[Start]

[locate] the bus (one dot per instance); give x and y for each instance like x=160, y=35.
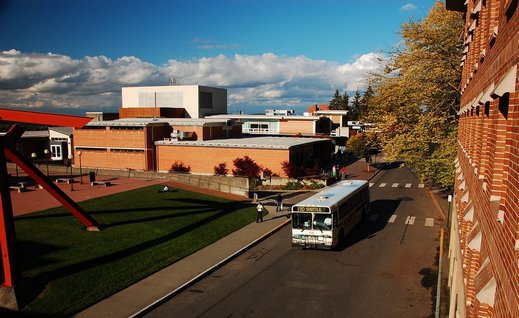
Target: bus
x=323, y=220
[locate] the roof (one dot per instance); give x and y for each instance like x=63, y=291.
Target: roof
x=142, y=122
x=252, y=142
x=264, y=117
x=333, y=194
x=62, y=130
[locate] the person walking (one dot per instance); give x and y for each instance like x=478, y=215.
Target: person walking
x=259, y=217
x=279, y=202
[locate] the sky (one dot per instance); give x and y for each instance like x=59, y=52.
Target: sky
x=73, y=56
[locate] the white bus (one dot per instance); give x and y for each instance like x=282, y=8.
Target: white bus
x=323, y=219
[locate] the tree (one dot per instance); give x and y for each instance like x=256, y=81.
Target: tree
x=339, y=102
x=416, y=95
x=365, y=103
x=355, y=106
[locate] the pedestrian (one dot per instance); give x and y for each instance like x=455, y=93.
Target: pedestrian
x=259, y=217
x=279, y=202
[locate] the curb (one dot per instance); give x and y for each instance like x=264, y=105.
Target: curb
x=205, y=273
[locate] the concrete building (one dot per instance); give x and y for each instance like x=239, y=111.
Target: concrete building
x=182, y=101
x=484, y=237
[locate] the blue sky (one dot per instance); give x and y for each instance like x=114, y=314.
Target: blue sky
x=74, y=56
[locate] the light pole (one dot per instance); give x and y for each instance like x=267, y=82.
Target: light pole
x=70, y=165
x=46, y=152
x=80, y=168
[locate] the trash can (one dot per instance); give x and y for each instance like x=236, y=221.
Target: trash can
x=92, y=176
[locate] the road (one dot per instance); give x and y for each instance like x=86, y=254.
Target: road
x=386, y=268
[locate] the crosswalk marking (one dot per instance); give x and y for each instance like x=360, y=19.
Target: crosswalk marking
x=373, y=218
x=410, y=220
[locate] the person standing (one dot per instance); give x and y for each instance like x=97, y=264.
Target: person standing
x=279, y=202
x=259, y=217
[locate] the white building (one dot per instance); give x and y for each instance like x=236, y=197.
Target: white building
x=194, y=101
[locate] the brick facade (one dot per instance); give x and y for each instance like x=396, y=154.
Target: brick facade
x=484, y=248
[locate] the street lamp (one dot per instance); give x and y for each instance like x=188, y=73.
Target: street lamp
x=46, y=152
x=80, y=168
x=70, y=165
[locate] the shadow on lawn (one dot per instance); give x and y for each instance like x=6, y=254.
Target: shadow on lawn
x=43, y=278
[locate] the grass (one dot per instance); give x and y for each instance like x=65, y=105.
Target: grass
x=146, y=231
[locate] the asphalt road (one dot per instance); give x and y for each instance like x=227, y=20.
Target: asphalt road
x=386, y=268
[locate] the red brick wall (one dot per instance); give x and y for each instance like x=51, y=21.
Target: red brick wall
x=204, y=159
x=488, y=155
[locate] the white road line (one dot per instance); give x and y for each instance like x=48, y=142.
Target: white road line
x=410, y=220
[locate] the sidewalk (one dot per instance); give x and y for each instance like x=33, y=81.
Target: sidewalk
x=151, y=291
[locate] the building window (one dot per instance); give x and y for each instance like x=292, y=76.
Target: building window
x=504, y=102
x=206, y=100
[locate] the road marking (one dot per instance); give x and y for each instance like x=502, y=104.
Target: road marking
x=410, y=220
x=373, y=218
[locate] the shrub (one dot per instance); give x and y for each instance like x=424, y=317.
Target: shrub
x=246, y=167
x=179, y=167
x=291, y=170
x=221, y=169
x=293, y=185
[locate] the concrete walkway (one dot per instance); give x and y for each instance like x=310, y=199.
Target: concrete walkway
x=151, y=291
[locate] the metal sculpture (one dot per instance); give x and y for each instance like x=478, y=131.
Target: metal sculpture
x=11, y=271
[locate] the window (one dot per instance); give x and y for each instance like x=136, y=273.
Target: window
x=206, y=100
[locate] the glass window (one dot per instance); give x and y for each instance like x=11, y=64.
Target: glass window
x=302, y=220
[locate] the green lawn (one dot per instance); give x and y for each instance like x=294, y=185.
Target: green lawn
x=146, y=231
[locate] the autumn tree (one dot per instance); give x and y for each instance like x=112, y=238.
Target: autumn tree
x=416, y=95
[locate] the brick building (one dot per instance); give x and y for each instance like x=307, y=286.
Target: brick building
x=484, y=240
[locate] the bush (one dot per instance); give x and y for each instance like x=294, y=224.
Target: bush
x=179, y=167
x=246, y=167
x=293, y=185
x=221, y=169
x=291, y=170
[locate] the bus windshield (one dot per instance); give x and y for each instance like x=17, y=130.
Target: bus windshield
x=304, y=221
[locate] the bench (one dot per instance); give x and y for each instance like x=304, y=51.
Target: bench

[End]

▶ AIM OF THE EXERCISE: Rewrite the stretch of entries from the line containing "[locate] the grass" through the line containing "x=11, y=271", replacing "shrub" with "hedge" and leaving everything else unchanged.

▶ ANSWER TO THIS PROBLEM:
[locate] the grass (one dot per instance); give x and y for each instance like x=65, y=105.
Target: grass
x=146, y=231
[locate] the asphalt road (one dot per instance); give x and y for each instance like x=227, y=20.
Target: asphalt road
x=386, y=268
[locate] the red brick wall (one dot per instance); give x and y for each instance like x=51, y=21.
Target: red brick wall
x=204, y=159
x=488, y=155
[locate] the white road line (one dot per instance); give x and y for each instance like x=48, y=142.
Target: white road line
x=410, y=220
[locate] the sidewalk (one dot per instance); give x and y for each instance like x=33, y=81.
Target: sidewalk
x=151, y=291
[locate] the building window (one dot per instance); give x and y for each instance like x=292, y=76.
Target: building window
x=504, y=102
x=206, y=100
[locate] the road marking (one dot per instance); give x and y for each instance like x=502, y=104.
Target: road marking
x=410, y=220
x=373, y=218
[locate] the hedge (one dot per instance); give x and y for each instance like x=424, y=317.
Target: hedge
x=246, y=167
x=179, y=167
x=291, y=170
x=221, y=169
x=293, y=185
[locate] the concrete walkway (one dot per instance); give x and y for each instance like x=310, y=199.
Target: concrete walkway
x=151, y=291
[locate] the metal sculpture (one dot per instance); give x and y for each instance like x=478, y=131.
Target: metal sculpture
x=11, y=271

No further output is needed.